#### THE RECORDS

◇ ◇ ◇ ◇

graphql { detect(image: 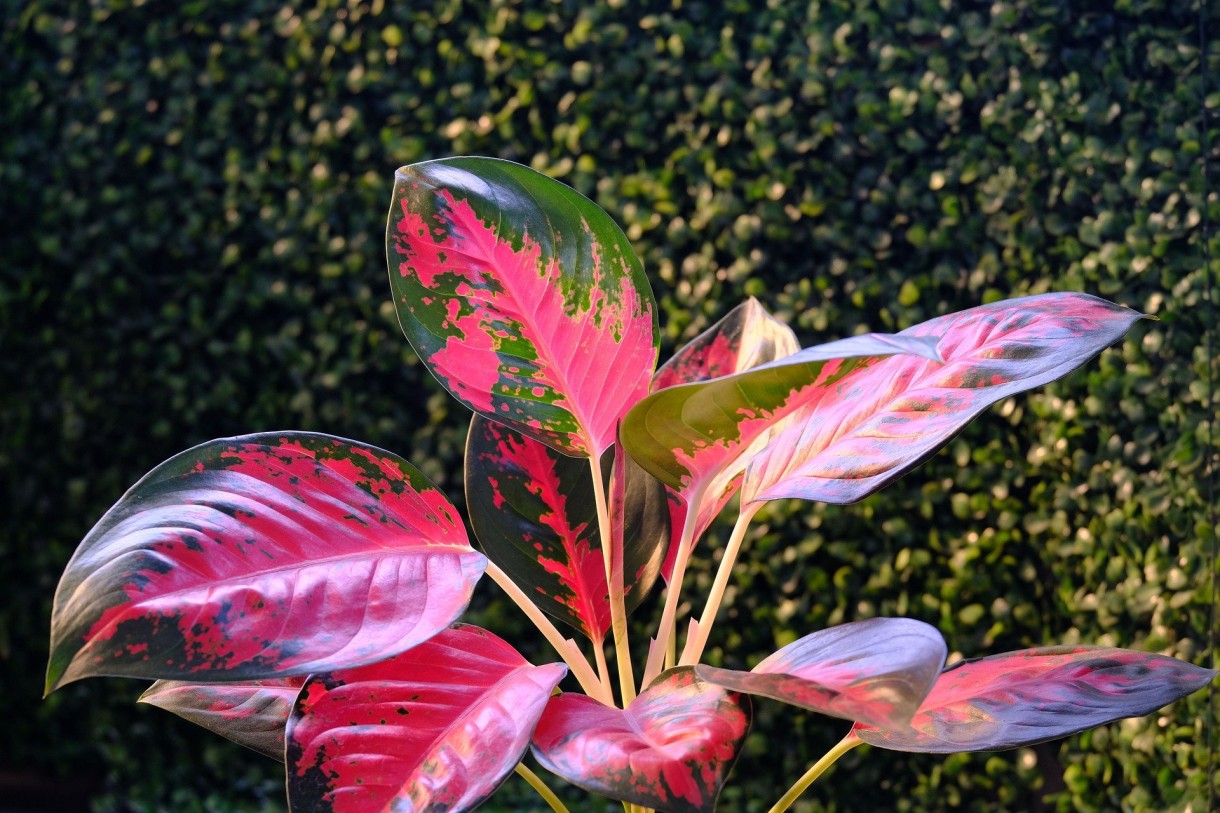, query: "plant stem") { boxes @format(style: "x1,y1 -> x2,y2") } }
589,457 -> 636,707
769,731 -> 863,813
678,503 -> 763,667
639,491 -> 703,687
487,562 -> 614,706
516,762 -> 570,813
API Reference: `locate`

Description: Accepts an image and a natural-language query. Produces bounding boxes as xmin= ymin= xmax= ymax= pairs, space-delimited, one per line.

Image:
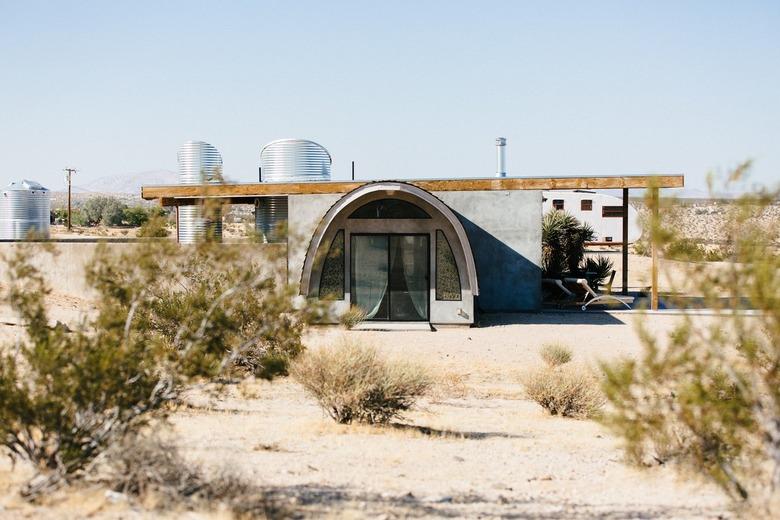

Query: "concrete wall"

xmin=288 ymin=187 xmax=542 ymax=316
xmin=287 ymin=194 xmax=343 ymax=286
xmin=434 ymin=191 xmax=542 ymax=312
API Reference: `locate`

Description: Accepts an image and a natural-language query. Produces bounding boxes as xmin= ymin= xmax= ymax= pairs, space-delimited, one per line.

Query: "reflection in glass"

xmin=436 ymin=229 xmax=461 ymax=301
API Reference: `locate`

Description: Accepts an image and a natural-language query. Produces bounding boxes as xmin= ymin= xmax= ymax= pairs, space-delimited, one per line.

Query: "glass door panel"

xmin=389 ymin=235 xmax=429 ymax=321
xmin=350 ymin=235 xmax=430 ymax=321
xmin=351 ymin=235 xmax=390 ymax=320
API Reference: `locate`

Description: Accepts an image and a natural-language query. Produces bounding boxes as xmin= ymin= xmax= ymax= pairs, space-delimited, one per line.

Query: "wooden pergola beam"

xmin=141 ymin=175 xmax=685 ymax=200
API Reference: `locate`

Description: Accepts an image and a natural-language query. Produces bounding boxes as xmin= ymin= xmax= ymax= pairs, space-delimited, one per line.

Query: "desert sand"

xmin=0 ymin=299 xmax=729 ymax=518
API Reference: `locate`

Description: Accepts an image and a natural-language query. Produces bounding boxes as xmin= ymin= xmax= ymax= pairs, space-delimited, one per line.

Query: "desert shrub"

xmin=542 ymin=209 xmax=612 ymax=285
xmin=121 ymin=204 xmax=165 ymax=227
xmin=92 ymin=432 xmax=284 ymax=518
xmin=0 ymin=235 xmax=309 ymax=496
xmin=523 ymin=366 xmax=604 ymax=419
xmin=539 ymin=343 xmax=572 ymax=367
xmin=542 ymin=209 xmax=596 ymax=276
xmin=80 ymin=196 xmax=127 ymax=226
xmin=339 ymin=307 xmax=366 ymax=329
xmin=522 ymin=344 xmax=605 ymax=419
xmin=603 ymin=163 xmax=780 ymax=508
xmin=136 ymin=216 xmax=170 ymax=238
xmin=291 ymin=341 xmax=432 ymax=424
xmin=134 ymin=241 xmax=320 ymax=379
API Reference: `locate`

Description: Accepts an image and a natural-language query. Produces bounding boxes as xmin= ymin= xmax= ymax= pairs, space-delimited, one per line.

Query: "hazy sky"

xmin=0 ymin=0 xmax=780 ymax=189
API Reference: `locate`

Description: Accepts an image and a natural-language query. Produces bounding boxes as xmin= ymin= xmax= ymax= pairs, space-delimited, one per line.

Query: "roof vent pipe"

xmin=496 ymin=137 xmax=506 ymax=177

◇ ◇ ◇ ◇

#### WORK REQUIRED
How many lines in the items above contain the string "glass"? Reply with the number alone.

#### THE OUTPUT
2